▶ _Textauszug_
★ ★ ★ ★ ★

Unreflektierter Beitrag des Staates an "Cum-Ex"?

Von Rechtsanwalt Dr. Gerhard Strate, Hamburg[*]

Eigentlich scheint ja alles sehr einfach zu sein. Dennoch: die für die amtliche Sammlung des Bundesgerichtshofs vorgesehene Entscheidung des 1. Strafsenats des BGH vom 28. Juli 2021 umfasst in der Originalausfertigung 61 Blatt. Die Fassung in BGHSt 66, 182-219 erreicht stattliche 37 Druckseiten. Der "Michael Kohlhaas" des Heinrich von Kleist hat in etwa den gleichen Umfang (ist allerdings kurzweiliger und in der Sprachgewalt sehr viel packender).

Aber immerhin: Unter der Randnummer 79 findet sich folgender Satz, der alles auf den Punkt bringt:

"Die Zurechnung der vom Leerverkäufer noch zu beschaffenden Aktien bis zu ihrer Lieferung an die Einziehungsbeteiligte kommt auch deshalb nicht in Betracht, weil dies der Grundannahme des § 39 AO widersprechen würde, wonach ein Wirtschaftsgut und die daraus fließenden Erträge nicht zur selben Zeit zwei Steuersubjekten exklusiv persönlich zugerechnet werden können. Anderenfalls würde es zu einer mit dem Wesen der Steuererstattung nicht zu vereinbarenden Vervielfältigung – wie in den verfahrensgegenständlichen Fällen oder gar in einer Lieferkette zugunsten mehrerer Leerkäufer – von anzurechnenden Ansprüchen kommen, obwohl Kapitalertragsteuer nur einmal, nämlich vom Emittenten der Aktien auf die Dividenden, einbehalten wurde."

Die zentrale Aussage betrifft die Zurechnungsvorschrift des § 39 AO: Ein Wirtschaftsgut und die daraus fließenden Erträge können nicht zur selben Zeit zwei Steuersubjekten exklusiv persönlich zugerechnet werden. Es ist im Grunde der in der klassischen Philosophie und Logik anerkannte Satz vom Widerspruch, der sich hier erneut zur Geltung bringt, nachzulesen in der "Metaphysik" des Aristoteles: "Es ist unmöglich, dass dasselbe demselben in derselben Beziehung zugleich zukomme und nicht zukomme.   Die Transposition dieses Satzes in die Welt der Abgabenordnung hat der 1. Strafsenat vollzogen. Aber warum so viel Text?

★ ★ ★ ★ ★

▶ _Erfasste Daten_
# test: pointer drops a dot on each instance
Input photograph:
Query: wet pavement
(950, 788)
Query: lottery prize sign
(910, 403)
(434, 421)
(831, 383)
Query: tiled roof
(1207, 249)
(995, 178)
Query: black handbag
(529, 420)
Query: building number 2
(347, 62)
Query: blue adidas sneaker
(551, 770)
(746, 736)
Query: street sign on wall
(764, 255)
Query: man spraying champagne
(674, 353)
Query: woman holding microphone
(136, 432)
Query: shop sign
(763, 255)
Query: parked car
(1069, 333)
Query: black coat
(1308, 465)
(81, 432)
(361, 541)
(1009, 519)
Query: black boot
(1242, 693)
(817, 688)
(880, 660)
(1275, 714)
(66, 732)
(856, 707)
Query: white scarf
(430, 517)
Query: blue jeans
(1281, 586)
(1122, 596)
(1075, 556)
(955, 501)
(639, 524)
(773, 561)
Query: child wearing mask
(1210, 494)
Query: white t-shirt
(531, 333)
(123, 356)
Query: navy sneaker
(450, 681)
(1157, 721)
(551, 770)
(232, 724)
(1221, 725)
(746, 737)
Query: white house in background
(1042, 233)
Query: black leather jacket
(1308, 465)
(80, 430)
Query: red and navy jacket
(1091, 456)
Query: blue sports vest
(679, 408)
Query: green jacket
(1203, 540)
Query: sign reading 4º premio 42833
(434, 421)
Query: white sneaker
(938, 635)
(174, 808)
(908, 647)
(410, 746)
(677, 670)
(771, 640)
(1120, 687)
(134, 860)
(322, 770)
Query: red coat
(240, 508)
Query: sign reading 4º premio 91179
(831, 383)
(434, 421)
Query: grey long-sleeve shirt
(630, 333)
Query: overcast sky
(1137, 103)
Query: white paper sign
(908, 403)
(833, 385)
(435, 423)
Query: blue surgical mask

★ ★ ★ ★ ★

▶ _Zu erledigende Aufgabe_
Welche Antworten gibt der Textauszug über Cum-Ex auf diese Fragen?
1. Wie viele Druckseiten umfasst die Fassung der Entscheidung in BGHSt 66?
2. Unter welcher Randnummer steht der Satz, der laut Text alles auf den Punkt bringt?
3. In welchem Werk des Aristoteles ist der Satz vom Widerspruch nachzulesen?

▶ _Lösung_
1. 37 Druckseiten
2. Unter der Randnummer 79
3. In der „Metaphysik“